• [ACTIVITY]:
Return all of the material exactly; no line may be dropped.

• [SUPPLIED MATERIAL]:

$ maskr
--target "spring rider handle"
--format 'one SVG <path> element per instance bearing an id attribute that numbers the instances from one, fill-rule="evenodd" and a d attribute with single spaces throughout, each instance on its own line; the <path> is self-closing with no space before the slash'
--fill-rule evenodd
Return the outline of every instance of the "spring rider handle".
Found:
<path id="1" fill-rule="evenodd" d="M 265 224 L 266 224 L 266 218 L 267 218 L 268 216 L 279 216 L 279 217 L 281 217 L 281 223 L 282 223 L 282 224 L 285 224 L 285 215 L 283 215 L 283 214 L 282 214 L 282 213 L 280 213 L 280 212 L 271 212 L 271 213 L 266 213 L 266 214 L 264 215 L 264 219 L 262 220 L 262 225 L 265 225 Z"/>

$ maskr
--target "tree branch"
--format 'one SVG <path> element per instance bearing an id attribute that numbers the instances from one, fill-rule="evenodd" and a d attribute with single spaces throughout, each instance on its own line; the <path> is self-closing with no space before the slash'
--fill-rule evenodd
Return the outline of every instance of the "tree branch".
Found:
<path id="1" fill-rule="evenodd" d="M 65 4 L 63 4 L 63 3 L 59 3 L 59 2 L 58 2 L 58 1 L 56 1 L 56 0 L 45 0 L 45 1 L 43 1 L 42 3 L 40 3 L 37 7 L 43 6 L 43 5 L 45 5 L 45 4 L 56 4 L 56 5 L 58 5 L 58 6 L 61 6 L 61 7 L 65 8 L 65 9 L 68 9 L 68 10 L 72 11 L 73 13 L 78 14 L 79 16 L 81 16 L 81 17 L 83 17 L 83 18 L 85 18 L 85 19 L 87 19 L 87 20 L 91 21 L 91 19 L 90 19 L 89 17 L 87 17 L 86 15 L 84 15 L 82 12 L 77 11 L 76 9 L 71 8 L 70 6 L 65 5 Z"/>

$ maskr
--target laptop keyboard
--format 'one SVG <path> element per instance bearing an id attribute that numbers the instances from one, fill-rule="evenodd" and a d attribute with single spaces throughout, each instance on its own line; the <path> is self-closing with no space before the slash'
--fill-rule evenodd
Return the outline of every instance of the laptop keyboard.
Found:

• [WRITTEN ANSWER]:
$ maskr
--target "spring rider handle"
--format 'one SVG <path> element per instance bearing an id attribute that numbers the instances from one, fill-rule="evenodd" and a d attribute with single spaces throughout, each instance on its own line; the <path> is self-closing with no space before the slash'
--fill-rule evenodd
Return the outline of every instance of the "spring rider handle".
Found:
<path id="1" fill-rule="evenodd" d="M 265 224 L 266 224 L 266 218 L 267 218 L 268 216 L 279 216 L 279 217 L 281 217 L 281 223 L 282 223 L 282 224 L 285 224 L 285 215 L 283 215 L 283 214 L 282 214 L 282 213 L 280 213 L 280 212 L 271 212 L 271 213 L 266 213 L 266 214 L 264 215 L 264 219 L 262 220 L 262 225 L 265 225 Z"/>

$ maskr
--target "tree branch"
--format 'one SVG <path> element per instance bearing an id attribute that numbers the instances from one, fill-rule="evenodd" and a d attribute with single spaces throughout, each instance on its own line; the <path> is self-closing with no space before the slash'
--fill-rule evenodd
Return the outline of every instance of the "tree branch".
Found:
<path id="1" fill-rule="evenodd" d="M 65 4 L 63 4 L 63 3 L 59 3 L 59 2 L 58 2 L 58 1 L 56 1 L 56 0 L 45 0 L 45 1 L 43 1 L 42 3 L 40 3 L 37 7 L 43 6 L 43 5 L 45 5 L 45 4 L 56 4 L 56 5 L 58 5 L 58 6 L 61 6 L 61 7 L 65 8 L 65 9 L 68 9 L 68 10 L 72 11 L 73 13 L 78 14 L 79 16 L 81 16 L 81 17 L 83 17 L 83 18 L 85 18 L 85 19 L 87 19 L 87 20 L 91 21 L 91 19 L 90 19 L 89 17 L 87 17 L 86 15 L 84 15 L 82 12 L 77 11 L 76 9 L 71 8 L 70 6 L 65 5 Z"/>

$ maskr
--target laptop keyboard
--format 'one SVG <path> element per instance bearing an id attribute that numbers the instances from one, fill-rule="evenodd" and a d attribute with single spaces throughout, each instance on its own line; the <path> is self-closing with no space before the slash'
--fill-rule evenodd
Return the outline of every instance of the laptop keyboard.
Found:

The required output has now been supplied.